◆ INSTRUCTION A
Can you substitute "Label" for "Target" in the records, starting at the line containing "Pick out each instance of the small" and ending at the line containing "<point>782,260</point>", and give back only those lines with nothing else changed?

◆ PASSAGE
= = = = = = =

Skip to main content
News Plus 7 Jul 2021 - 4 min read

Commbank ditches ‘fixed, static’ dashboards for AI-powered adhoc insights; goes on year-long data engineer hiring spree

By Sam Buckingham-Jones - Senior Writer

“There are some outstanding humans out there but...we don’t have the brute compute of the cloud," says Lionel Kho, VP of Data and Analytics at Dentsu's Merkle.

Commbank’s Chief Analytics Officer, Dr Andrew McMullan, says ‘staring at a dashboard’ has been a poor way to understand real-time insights and anomalies in a business’s data – it takes expert analysts to do that well. Instead, artificial intelligence (AI), machine learning and natural language processing are "democratising" advanced analytics for the rest of us. As some companies struggle to hire analytics talent, can AI-generated insights fill the gap?

What you need to know:

  • Commbank says dashboards are the past. While useful for analysts, they don’t help make quick business decisions. The bank is moving towards AI-powered natural language processing for faster insights.
  • Fixed dashboards can help track KPIs, Chief Analytics Officer Dr Andrew McMullen says, but non-analysts need to ask adhoc questions in real time.
  • Lionel Kho, Vice President of Data and Analytics at Dentsu’s Merkle, says marketers and agencies should look at intuitive search engines to find answers to complex data questions.
  • Kho says to outperform competitors, businesses need to outperform them in data analysis.
  • Leon Bombotas, founder of Incites.ai, says dashboards are slowing growth, and AI generated insights – a news feed of analysis – are paying dividends.

We also think there will be a trend towards self-service as non-analysts will be able to ask and answer most of their own adhoc questions, leaving analysts to do actual analytics.

Dr Andrew McMullen, Chief Analytics Officer, Commbank

AI-robot

Australia’s biggest bank says it is using artificial intelligence (AI) and machine learning (ML) to make faster, fact-based business decisions and detect systemic customer issues, moving away from “static” dashboards that require analysts to interpret.

= = = = = = =

[Source records]

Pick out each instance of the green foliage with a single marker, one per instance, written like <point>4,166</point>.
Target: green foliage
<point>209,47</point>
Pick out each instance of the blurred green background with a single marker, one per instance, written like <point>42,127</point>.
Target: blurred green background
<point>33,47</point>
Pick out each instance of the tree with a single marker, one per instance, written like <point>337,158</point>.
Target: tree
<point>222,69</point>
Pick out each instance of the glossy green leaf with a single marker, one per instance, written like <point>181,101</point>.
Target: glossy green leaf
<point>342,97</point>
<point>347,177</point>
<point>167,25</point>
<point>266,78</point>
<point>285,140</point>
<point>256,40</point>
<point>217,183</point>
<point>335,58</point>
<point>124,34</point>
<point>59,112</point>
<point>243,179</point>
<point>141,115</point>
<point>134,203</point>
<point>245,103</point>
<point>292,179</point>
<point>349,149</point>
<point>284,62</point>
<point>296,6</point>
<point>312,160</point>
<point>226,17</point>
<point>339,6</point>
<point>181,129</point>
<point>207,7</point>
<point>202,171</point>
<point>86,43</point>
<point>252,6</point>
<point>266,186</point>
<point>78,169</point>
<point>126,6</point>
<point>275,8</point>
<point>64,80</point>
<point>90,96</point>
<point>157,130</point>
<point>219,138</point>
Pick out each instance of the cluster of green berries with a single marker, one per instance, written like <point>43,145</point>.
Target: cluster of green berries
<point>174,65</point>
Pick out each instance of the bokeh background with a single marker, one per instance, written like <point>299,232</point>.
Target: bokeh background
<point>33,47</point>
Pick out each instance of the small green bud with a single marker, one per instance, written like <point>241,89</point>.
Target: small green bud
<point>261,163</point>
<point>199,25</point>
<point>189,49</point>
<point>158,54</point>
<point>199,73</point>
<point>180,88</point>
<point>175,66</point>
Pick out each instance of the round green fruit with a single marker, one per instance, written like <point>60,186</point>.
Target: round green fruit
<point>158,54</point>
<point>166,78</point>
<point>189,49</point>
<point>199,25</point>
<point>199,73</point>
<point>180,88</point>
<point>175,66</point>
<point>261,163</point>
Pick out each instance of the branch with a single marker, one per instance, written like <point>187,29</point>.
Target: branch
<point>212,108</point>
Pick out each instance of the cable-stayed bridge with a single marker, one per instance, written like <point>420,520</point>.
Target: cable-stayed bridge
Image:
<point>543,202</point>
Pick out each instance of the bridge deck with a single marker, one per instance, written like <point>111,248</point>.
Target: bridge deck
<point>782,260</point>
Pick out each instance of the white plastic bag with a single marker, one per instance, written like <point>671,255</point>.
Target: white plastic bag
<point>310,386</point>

= = = = = = =

◆ INSTRUCTION B
Can you quote the Commbank article word for word, starting at "By Sam Buckingham-Jones" and ending at "fill the gap?"?

◆ FULL RESPONSE A
Pick out each instance of the small green bud with a single marker, one per instance, written like <point>241,89</point>.
Label: small green bud
<point>261,163</point>
<point>199,25</point>
<point>189,49</point>
<point>158,54</point>
<point>199,73</point>
<point>180,88</point>
<point>175,66</point>
Pick out each instance of the round green fruit with a single marker, one per instance, written like <point>60,186</point>.
Label: round green fruit
<point>158,54</point>
<point>166,78</point>
<point>189,49</point>
<point>199,25</point>
<point>199,73</point>
<point>180,88</point>
<point>175,66</point>
<point>261,163</point>
Pick out each instance of the branch with a single marker, one per instance, written like <point>187,29</point>.
Label: branch
<point>212,108</point>
Pick out each instance of the cable-stayed bridge with a single marker, one per instance, written like <point>420,520</point>.
Label: cable-stayed bridge
Image:
<point>543,202</point>
Pick out each instance of the bridge deck with a single marker, one per instance, written like <point>111,248</point>.
Label: bridge deck
<point>782,260</point>

◆ FULL RESPONSE B
By Sam Buckingham-Jones - Senior Writer

“There are some outstanding humans out there but...we don’t have the brute compute of the cloud," says Lionel Kho, VP of Data and Analytics at Dentsu's Merkle.

Commbank’s Chief Analytics Officer, Dr Andrew McMullan, says ‘staring at a dashboard’ has been a poor way to understand real-time insights and anomalies in a business’s data – it takes expert analysts to do that well. Instead, artificial intelligence (AI), machine learning and natural language processing are "democratising" advanced analytics for the rest of us. As some companies struggle to hire analytics talent, can AI-generated insights fill the gap?